## CONSIGNE DONNÉE A
Recopiez intégralement les enregistrements, de la ligne qui contient "cab and put a dot on each instance?" jusqu'à la dernière ligne des enregistrements, ces deux lignes comprises, en décalant de 74 chaque coordonnée des réponses.

Discours d’accueil du Président de la République

Discours d’accueil du Président de la République par le  Président de l’Assemblée nationale
Refaire la démocratie
Jeudi 6 octobre 2016

 

Monsieur le Président de la République,
Madame le membre du Conseil constitutionnel,
Mesdames et Messieurs les ministres et secrétaires d’Etat,
Mesdames et Messieurs les Questeurs,
Mesdames et Messieurs les Parlementaires,
Mesdames et Messieurs les élus,
Messieurs les Secrétaires généraux,  
Mesdames, Messieurs,

Je voudrais commencer par remercier les membres du groupe de travail sur l’avenir des Institutions.
Parlementaires, de droite et de gauche, universitaires, juristes, historiens, philosophes, chercheurs, syndicalistes, acteurs du monde de l’entreprise, vous avez travaillé pendant près d’un an, procédant à plusieurs dizaines d’auditions, pour établir un rapport, qui analyse de manière approfondie les racines de la crise démocratique que nous traversons. Ensemble, nous avons formulé dix-sept propositions visant à revitaliser nos Institutions.

## CONSIGNE DONNÉE B
Selon le discours, combien de propositions ont été formulées pour revitaliser les Institutions ?

## ENREGISTREMENTS FOURNIS
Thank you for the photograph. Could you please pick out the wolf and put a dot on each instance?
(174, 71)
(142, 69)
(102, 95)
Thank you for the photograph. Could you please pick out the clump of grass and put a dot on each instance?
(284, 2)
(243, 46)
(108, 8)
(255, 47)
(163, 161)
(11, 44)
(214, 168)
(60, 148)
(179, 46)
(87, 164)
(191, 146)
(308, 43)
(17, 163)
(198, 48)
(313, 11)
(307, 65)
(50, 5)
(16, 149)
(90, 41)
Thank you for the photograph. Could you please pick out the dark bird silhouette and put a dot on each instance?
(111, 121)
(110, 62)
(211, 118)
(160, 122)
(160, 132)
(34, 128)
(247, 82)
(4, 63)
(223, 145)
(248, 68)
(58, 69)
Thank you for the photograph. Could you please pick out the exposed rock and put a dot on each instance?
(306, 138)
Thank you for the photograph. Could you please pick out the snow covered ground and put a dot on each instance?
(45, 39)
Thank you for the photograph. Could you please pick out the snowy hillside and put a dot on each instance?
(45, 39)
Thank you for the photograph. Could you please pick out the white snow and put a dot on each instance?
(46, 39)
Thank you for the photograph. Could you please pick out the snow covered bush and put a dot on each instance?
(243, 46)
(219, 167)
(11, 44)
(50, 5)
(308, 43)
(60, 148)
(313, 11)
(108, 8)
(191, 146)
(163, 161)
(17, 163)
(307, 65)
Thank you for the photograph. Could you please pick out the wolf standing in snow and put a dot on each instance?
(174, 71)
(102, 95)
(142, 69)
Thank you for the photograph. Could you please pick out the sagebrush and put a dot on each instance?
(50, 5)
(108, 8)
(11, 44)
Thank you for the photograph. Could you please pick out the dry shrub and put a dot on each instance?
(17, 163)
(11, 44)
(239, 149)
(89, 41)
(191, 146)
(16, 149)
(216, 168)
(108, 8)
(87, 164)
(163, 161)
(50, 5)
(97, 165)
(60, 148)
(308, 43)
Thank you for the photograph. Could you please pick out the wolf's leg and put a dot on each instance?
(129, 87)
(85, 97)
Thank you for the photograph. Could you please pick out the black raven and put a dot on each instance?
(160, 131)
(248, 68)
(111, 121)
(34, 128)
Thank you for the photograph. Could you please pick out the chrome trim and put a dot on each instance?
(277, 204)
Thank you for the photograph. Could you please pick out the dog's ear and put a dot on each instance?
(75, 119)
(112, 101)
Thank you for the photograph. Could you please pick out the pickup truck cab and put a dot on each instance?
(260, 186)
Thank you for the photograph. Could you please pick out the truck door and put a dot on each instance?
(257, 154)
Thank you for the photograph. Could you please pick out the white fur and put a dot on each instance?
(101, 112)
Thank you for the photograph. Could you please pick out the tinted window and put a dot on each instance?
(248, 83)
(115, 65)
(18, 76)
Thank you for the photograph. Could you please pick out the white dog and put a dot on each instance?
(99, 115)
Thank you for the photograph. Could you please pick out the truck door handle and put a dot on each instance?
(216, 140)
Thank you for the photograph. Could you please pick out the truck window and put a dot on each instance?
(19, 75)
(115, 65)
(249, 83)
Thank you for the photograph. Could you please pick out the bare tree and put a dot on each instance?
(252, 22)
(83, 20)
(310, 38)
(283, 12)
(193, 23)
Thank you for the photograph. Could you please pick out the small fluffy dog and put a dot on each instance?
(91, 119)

## RÉPONSE COMPLÈTE A
Thank you for the photograph. Could you please pick out the pickup truck cab and put a dot on each instance?
(334, 260)
Thank you for the photograph. Could you please pick out the truck door and put a dot on each instance?
(331, 228)
Thank you for the photograph. Could you please pick out the white fur and put a dot on each instance?
(175, 186)
Thank you for the photograph. Could you please pick out the tinted window and put a dot on each instance?
(322, 157)
(189, 139)
(92, 150)
Thank you for the photograph. Could you please pick out the white dog and put a dot on each instance?
(173, 189)
Thank you for the photograph. Could you please pick out the truck door handle and put a dot on each instance?
(290, 214)
Thank you for the photograph. Could you please pick out the truck window and put a dot on each instance?
(93, 149)
(189, 139)
(323, 157)
Thank you for the photograph. Could you please pick out the bare tree and put a dot on each instance?
(326, 96)
(157, 94)
(384, 112)
(357, 86)
(267, 97)
Thank you for the photograph. Could you please pick out the small fluffy dog and put a dot on each instance?
(165, 193)

## RÉPONSE COMPLÈTE B
Dix-sept propositions.